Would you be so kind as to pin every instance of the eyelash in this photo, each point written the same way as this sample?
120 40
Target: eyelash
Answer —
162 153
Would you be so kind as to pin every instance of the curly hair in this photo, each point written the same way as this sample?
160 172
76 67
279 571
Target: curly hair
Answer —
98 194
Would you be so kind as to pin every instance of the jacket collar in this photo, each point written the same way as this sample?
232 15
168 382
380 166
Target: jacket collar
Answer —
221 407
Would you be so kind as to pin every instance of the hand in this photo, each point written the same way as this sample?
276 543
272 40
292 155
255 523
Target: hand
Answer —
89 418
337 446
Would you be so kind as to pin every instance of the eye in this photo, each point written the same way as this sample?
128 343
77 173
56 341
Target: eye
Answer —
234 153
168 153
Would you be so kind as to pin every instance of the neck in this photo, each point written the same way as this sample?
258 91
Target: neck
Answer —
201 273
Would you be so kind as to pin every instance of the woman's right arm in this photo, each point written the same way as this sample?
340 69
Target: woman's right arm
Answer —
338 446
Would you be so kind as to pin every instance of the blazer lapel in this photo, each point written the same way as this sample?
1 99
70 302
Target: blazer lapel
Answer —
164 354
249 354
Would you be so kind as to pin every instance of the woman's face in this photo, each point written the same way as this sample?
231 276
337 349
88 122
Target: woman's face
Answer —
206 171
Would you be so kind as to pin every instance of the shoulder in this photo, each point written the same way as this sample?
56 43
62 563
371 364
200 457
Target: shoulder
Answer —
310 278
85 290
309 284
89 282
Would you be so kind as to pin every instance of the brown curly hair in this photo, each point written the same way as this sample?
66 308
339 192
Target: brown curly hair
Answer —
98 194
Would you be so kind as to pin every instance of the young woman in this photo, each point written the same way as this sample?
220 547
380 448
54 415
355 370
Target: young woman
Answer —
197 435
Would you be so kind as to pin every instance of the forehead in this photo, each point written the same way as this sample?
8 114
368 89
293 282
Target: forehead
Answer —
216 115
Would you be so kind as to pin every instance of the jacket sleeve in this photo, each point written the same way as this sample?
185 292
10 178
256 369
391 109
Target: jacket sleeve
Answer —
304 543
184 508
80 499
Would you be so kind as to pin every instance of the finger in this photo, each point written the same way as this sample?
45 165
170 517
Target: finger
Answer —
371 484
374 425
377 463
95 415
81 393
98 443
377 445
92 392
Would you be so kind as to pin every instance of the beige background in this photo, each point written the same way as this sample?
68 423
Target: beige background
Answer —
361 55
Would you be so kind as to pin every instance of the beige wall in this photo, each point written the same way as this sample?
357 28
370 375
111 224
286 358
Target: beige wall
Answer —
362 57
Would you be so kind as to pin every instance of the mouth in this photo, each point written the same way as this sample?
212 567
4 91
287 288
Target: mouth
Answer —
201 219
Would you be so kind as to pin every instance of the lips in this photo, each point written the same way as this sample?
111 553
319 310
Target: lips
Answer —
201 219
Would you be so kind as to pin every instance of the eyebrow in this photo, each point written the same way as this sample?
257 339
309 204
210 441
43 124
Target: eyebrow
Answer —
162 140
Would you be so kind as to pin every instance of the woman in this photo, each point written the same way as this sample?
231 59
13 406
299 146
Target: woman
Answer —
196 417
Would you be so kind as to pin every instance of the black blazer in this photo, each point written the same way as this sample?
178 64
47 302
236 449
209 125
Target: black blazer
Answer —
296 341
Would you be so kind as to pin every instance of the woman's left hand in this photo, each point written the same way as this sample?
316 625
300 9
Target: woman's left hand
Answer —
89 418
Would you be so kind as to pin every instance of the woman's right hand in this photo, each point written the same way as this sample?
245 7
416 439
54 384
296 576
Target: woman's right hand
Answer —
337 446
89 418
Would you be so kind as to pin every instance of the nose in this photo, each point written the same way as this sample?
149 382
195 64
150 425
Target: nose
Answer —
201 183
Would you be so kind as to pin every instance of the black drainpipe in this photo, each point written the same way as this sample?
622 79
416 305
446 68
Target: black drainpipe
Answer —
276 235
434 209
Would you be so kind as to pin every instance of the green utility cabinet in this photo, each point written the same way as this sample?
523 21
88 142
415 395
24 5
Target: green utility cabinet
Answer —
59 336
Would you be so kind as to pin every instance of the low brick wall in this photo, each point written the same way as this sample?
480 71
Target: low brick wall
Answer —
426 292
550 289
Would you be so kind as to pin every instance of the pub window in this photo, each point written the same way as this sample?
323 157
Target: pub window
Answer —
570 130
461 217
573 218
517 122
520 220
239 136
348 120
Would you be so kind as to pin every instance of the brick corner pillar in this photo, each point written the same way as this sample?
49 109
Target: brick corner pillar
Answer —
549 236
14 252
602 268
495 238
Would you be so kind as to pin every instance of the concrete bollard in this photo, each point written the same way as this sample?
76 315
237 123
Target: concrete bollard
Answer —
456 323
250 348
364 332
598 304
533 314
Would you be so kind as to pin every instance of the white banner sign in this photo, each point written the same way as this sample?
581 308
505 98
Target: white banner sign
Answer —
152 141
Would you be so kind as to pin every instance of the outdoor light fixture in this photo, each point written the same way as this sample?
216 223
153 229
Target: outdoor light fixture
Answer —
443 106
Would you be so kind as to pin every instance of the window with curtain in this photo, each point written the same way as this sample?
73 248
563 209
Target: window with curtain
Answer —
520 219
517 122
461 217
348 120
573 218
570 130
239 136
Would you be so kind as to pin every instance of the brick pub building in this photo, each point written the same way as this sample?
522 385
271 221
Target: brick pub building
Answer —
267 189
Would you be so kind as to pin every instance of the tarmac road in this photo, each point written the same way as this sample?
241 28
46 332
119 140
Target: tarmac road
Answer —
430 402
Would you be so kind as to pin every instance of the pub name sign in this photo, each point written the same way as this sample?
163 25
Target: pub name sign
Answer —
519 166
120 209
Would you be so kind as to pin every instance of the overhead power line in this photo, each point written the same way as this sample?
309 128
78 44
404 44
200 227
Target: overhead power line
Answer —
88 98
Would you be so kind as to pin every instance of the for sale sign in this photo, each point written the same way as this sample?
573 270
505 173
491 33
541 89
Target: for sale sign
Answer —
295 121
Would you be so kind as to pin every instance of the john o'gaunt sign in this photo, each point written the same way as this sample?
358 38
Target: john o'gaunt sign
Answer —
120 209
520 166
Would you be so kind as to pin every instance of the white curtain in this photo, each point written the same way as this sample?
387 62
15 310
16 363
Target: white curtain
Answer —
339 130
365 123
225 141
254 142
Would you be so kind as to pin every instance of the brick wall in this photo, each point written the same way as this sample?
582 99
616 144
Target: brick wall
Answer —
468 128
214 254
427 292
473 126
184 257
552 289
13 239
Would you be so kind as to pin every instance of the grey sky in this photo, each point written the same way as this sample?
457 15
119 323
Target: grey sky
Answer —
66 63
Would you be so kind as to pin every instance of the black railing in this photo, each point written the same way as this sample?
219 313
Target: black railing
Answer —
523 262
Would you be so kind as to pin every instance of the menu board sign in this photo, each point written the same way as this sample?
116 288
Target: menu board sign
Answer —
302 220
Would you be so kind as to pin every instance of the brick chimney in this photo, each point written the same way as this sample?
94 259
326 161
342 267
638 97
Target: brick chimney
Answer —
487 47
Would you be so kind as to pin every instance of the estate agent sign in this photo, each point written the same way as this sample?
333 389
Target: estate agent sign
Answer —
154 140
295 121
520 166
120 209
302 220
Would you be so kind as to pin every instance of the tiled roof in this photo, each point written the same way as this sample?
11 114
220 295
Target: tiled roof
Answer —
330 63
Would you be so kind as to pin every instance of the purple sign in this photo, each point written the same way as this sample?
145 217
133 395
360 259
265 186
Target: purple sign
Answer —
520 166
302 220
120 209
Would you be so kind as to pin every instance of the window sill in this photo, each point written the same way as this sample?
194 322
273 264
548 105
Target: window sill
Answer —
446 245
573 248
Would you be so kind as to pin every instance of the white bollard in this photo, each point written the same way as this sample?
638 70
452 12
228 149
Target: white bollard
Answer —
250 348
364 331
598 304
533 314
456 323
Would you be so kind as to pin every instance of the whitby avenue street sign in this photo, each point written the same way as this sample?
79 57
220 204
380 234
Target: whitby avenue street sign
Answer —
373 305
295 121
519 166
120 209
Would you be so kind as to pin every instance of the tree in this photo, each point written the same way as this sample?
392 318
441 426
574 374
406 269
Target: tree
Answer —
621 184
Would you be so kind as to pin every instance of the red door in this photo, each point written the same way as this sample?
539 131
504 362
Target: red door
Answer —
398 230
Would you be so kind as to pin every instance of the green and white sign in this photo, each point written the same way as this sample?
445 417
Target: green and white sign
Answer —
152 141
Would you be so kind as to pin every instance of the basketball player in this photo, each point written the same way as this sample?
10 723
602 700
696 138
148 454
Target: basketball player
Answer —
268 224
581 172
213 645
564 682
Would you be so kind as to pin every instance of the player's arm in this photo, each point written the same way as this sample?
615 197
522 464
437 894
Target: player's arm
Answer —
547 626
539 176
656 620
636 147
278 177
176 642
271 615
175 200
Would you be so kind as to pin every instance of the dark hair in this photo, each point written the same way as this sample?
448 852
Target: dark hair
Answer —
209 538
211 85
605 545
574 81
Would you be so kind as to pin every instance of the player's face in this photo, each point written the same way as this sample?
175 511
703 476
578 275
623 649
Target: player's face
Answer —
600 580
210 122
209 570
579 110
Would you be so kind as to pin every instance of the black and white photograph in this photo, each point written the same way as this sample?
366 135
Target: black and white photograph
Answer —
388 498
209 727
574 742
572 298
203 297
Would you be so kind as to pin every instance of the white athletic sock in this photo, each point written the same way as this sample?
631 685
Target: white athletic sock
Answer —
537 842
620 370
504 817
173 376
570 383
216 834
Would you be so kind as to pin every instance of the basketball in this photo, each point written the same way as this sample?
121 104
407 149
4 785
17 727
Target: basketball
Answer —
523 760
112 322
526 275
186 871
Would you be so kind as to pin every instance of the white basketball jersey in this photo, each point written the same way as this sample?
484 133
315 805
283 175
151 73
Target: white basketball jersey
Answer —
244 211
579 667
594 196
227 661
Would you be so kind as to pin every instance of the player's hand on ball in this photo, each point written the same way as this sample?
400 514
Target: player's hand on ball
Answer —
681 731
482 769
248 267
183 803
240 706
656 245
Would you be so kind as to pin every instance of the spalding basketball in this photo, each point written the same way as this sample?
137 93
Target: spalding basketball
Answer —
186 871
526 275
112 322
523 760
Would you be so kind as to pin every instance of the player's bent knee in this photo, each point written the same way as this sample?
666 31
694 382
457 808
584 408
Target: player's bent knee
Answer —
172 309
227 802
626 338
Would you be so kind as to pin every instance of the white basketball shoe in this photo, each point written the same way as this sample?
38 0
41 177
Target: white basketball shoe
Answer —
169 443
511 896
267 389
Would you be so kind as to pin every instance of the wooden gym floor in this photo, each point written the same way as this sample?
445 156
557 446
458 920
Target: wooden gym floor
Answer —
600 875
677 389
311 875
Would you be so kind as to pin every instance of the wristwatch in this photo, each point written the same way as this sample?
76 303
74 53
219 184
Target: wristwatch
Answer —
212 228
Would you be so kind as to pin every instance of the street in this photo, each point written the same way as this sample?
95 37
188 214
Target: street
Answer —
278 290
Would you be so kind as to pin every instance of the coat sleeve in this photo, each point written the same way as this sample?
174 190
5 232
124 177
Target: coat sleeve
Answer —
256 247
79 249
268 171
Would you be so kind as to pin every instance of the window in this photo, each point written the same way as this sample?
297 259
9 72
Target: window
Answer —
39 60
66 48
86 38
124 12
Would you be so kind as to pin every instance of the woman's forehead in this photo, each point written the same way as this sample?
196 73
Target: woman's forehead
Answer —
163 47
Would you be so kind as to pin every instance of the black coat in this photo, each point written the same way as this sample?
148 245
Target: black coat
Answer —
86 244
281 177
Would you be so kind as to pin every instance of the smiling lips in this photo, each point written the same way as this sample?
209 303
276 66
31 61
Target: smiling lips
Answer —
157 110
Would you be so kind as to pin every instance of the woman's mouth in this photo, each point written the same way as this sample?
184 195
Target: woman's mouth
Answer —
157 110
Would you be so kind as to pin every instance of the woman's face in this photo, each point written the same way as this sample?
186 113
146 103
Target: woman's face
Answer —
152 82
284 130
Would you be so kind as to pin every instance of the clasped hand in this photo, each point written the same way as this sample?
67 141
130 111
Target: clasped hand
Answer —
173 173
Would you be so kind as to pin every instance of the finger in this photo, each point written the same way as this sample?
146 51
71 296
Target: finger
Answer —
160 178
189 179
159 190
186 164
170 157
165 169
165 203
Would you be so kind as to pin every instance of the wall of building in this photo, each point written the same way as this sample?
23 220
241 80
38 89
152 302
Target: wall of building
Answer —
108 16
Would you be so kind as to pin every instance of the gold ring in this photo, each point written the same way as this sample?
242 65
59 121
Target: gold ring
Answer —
####
**WHAT IS REQUIRED:** Reproduce, unchanged, the part of the records that opens with the line containing "of the gold" and runs through the last line of the records.

**SOLUTION FOR THIS EXERCISE:**
Would you be so kind as to pin every instance of the gold ring in this photo, each point written the same way as this sample?
242 65
59 121
Target: gold ring
Answer —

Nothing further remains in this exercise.